# AIM OF THE TASK:
Restate the entries below word for word, leaving nothing out.

(Stored entries)
-----

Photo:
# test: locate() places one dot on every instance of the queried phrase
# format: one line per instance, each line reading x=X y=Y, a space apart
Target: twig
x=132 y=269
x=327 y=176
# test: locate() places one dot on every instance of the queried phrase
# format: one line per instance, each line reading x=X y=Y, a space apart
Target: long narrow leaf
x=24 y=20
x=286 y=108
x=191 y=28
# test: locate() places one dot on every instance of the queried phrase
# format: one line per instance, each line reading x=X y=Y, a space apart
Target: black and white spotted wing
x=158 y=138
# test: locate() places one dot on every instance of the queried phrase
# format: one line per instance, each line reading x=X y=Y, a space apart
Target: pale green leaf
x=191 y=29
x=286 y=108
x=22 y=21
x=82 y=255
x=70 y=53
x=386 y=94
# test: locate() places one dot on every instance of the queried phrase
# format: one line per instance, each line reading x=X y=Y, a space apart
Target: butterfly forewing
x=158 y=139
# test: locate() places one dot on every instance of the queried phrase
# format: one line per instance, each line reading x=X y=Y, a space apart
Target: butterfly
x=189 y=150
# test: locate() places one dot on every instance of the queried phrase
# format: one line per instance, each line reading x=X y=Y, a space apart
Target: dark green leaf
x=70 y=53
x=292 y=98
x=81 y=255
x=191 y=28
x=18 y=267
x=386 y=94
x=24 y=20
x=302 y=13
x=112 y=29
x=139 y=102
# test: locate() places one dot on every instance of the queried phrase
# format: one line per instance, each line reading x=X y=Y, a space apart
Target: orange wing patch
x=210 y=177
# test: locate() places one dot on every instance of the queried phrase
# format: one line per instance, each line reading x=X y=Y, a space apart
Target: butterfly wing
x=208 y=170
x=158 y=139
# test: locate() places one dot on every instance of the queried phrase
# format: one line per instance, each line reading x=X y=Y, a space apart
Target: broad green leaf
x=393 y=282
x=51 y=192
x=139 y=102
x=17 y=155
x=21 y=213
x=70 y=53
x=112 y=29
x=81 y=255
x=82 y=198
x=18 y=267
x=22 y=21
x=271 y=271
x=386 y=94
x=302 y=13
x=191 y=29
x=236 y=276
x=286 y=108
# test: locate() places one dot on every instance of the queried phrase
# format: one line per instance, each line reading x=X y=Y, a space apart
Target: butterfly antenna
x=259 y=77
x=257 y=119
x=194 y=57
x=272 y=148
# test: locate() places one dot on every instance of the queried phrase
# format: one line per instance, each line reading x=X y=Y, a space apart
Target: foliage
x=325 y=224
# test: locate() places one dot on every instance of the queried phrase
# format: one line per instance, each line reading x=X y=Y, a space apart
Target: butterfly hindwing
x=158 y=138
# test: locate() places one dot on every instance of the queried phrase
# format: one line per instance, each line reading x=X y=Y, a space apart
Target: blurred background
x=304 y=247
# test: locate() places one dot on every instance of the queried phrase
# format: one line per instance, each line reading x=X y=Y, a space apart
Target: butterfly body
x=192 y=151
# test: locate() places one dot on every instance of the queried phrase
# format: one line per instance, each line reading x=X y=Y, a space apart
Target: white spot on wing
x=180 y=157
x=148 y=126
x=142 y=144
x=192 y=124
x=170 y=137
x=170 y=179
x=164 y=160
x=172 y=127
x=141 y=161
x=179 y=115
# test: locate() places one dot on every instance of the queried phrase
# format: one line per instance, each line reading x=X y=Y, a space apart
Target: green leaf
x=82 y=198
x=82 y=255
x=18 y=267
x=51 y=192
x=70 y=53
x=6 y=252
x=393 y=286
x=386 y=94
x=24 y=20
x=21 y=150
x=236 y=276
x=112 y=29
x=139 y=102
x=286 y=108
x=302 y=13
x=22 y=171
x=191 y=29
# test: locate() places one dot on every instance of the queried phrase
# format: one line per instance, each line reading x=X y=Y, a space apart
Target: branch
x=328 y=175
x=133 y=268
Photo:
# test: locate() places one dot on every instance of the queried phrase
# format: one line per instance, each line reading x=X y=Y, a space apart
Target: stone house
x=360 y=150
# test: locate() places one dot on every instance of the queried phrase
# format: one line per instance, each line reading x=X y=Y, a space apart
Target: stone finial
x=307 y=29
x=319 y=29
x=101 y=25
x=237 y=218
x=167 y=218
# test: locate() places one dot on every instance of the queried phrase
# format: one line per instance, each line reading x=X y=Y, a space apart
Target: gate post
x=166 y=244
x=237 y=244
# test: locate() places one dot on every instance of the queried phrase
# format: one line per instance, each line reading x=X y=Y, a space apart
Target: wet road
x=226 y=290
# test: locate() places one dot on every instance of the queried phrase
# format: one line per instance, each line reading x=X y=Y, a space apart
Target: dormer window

-----

# WRITTEN SOLUTION:
Photo:
# test: locate() places one dot on every instance of the queried phrase
# format: one line per instance, each line reading x=X y=Y, a space apart
Target: twig
x=132 y=269
x=327 y=176
# test: locate() places one dot on every instance of the queried phrase
# format: one line per instance, each line reading x=X y=Y, a space apart
Target: long narrow leaf
x=24 y=20
x=286 y=108
x=191 y=28
# test: locate() places one dot on every instance of the queried phrase
# format: one line per instance, each line reading x=X y=Y, a space apart
Target: black and white spotted wing
x=158 y=138
# test: locate() places one dot on every instance of the queried phrase
# format: one line per instance, each line reading x=X y=Y, a space apart
Target: pale green leaf
x=191 y=29
x=286 y=108
x=22 y=21
x=82 y=255
x=70 y=53
x=386 y=94
# test: locate() places one dot on every instance of the queried phrase
# format: one line per instance, each line reading x=X y=Y, a space apart
Target: butterfly forewing
x=158 y=139
# test: locate() places one dot on every instance of the queried phrase
# format: one line per instance, each line reading x=X y=Y, a space apart
Target: butterfly
x=189 y=150
# test: locate() places one dot on every instance of the queried phrase
# format: one line per instance, each line reading x=X y=Y, a space apart
Target: dark green leaf
x=70 y=53
x=292 y=98
x=81 y=255
x=191 y=28
x=18 y=267
x=386 y=94
x=24 y=20
x=302 y=13
x=112 y=29
x=139 y=102
# test: locate() places one dot on every instance of the queried phrase
# format: one line per instance, each line reading x=X y=Y, a space apart
Target: orange wing patch
x=210 y=177
# test: locate() places one dot on every instance of the queried phrase
# format: one line per instance, each line reading x=X y=Y, a space apart
Target: butterfly wing
x=208 y=170
x=158 y=139
# test: locate() places one dot on every instance of the queried phrase
# format: one line per instance, each line reading x=X y=Y, a space apart
Target: broad green leaf
x=393 y=282
x=51 y=192
x=139 y=102
x=17 y=155
x=21 y=213
x=70 y=53
x=112 y=29
x=81 y=255
x=82 y=198
x=18 y=267
x=22 y=21
x=271 y=271
x=386 y=94
x=302 y=13
x=191 y=29
x=236 y=276
x=286 y=108
# test: locate() places one dot on every instance of the queried phrase
# format: one line per instance, each line reading x=X y=Y, a space apart
Target: butterfly antenna
x=259 y=77
x=257 y=119
x=194 y=57
x=272 y=148
# test: locate() places one dot on every instance of the queried phrase
# format: one line per instance, each line reading x=X y=Y, a space apart
Target: foliage
x=325 y=224
# test: locate() places one dot on every instance of the queried phrase
# format: one line per instance, each line reading x=X y=Y, a space apart
Target: butterfly hindwing
x=158 y=138
# test: locate() places one dot on every instance of the queried phrase
# format: one line per instance, each line reading x=X y=Y, a space apart
Target: blurred background
x=304 y=247
# test: locate() places one dot on every instance of the queried phrase
# format: one line per instance, each line reading x=X y=Y, a space apart
Target: butterfly body
x=192 y=151
# test: locate() places one dot on every instance of the queried phrase
# format: one line per instance, each line reading x=X y=Y, a space apart
Target: white spot on wing
x=180 y=157
x=148 y=126
x=142 y=144
x=192 y=124
x=170 y=137
x=170 y=179
x=164 y=160
x=172 y=127
x=141 y=161
x=179 y=115
# test: locate() places one dot on every instance of the queried phrase
# format: one line per instance, each line reading x=X y=Y, a space apart
Target: green leaf
x=82 y=198
x=82 y=255
x=18 y=267
x=51 y=192
x=70 y=53
x=6 y=252
x=393 y=286
x=386 y=94
x=24 y=20
x=21 y=150
x=236 y=276
x=112 y=29
x=139 y=102
x=286 y=108
x=302 y=13
x=22 y=171
x=191 y=29
# test: locate() places one dot on every instance of the queried phrase
# format: one line per instance, each line reading x=X y=Y, a space apart
Target: branch
x=328 y=175
x=133 y=268
Photo:
# test: locate() places one dot on every instance of the queried phrase
# format: one line per instance, each line reading x=X y=Y, a space apart
Target: stone house
x=360 y=150
# test: locate() places one dot on every instance of the queried phrase
# format: one line per instance, each line reading x=X y=Y, a space apart
Target: stone finial
x=307 y=29
x=319 y=29
x=101 y=25
x=237 y=218
x=167 y=218
# test: locate() places one dot on every instance of the queried phrase
# format: one line per instance, each line reading x=X y=Y, a space apart
Target: gate post
x=166 y=244
x=237 y=244
# test: locate() places one dot on every instance of the queried phrase
# format: one line per instance, each line reading x=X y=Y, a space apart
Target: wet road
x=226 y=290
# test: locate() places one dot on every instance of the queried phrase
# format: one line per instance, each line reading x=X y=Y, a space apart
Target: dormer window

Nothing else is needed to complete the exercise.